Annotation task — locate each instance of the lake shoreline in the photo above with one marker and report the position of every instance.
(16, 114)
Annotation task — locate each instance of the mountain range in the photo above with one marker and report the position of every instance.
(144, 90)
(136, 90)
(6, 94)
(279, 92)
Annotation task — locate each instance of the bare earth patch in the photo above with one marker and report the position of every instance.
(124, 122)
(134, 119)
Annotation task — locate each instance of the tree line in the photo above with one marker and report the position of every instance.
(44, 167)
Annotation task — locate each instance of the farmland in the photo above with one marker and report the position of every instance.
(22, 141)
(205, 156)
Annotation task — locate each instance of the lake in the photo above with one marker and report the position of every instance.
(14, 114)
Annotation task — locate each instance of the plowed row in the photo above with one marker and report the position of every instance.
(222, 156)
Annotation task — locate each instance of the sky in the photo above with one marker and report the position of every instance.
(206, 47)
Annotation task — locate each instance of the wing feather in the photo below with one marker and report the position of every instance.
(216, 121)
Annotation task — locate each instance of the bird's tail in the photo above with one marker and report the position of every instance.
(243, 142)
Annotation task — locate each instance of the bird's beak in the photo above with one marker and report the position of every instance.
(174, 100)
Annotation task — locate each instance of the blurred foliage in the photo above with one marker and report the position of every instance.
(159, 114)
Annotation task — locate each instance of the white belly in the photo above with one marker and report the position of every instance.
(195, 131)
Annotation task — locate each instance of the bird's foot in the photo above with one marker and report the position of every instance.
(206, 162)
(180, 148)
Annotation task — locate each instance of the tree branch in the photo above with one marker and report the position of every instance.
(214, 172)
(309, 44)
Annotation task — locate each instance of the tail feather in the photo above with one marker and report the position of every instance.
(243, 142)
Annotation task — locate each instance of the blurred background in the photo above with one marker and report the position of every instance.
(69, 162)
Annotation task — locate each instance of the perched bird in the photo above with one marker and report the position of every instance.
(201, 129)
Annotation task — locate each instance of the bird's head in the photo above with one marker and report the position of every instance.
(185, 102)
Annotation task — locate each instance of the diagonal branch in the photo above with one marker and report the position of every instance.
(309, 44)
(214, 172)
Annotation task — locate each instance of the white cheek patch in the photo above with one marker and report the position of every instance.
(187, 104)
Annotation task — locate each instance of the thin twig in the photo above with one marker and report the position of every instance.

### TASK GOAL:
Quote only the lines from the line containing "Annotation task — locate each instance of the white belly" through the end of the listing, please, keeping both the first and the last line.

### ANSWER TO THIS EXERCISE:
Annotation task — locate each instance of the white belly in the photo above with one marker and report the position of every instance.
(195, 131)
Annotation task — locate each instance of the bird's foot in the photo above with one marker and report the position of every instance.
(206, 162)
(180, 148)
Annotation task — locate each instance of the tree branch in the photo above with one marker and report the position of every instance.
(214, 172)
(309, 44)
Annotation task — locate each instance of the tail feather in the photo above with one marker and report the position of every instance.
(243, 142)
Annotation task — locate each instance of the blurred background in the photo above with one marker and report the position of every instance.
(69, 162)
Annotation task — locate each instance of the perched bird in the photo above with one marker and report the position of every instance.
(201, 129)
Annotation task — locate each instance of the bird's head in the photo above with one marker and report the position of every instance.
(185, 102)
Annotation task — locate each instance of the diagonal branch in the photo above with one marker and report the position of every instance.
(309, 44)
(214, 172)
Annotation task — locate each instance of the white cheek patch in the photo above with one marker and report the position of every instance.
(187, 104)
Annotation task — locate each instance of the thin twig in the photo above with one marker and report the position of every instance.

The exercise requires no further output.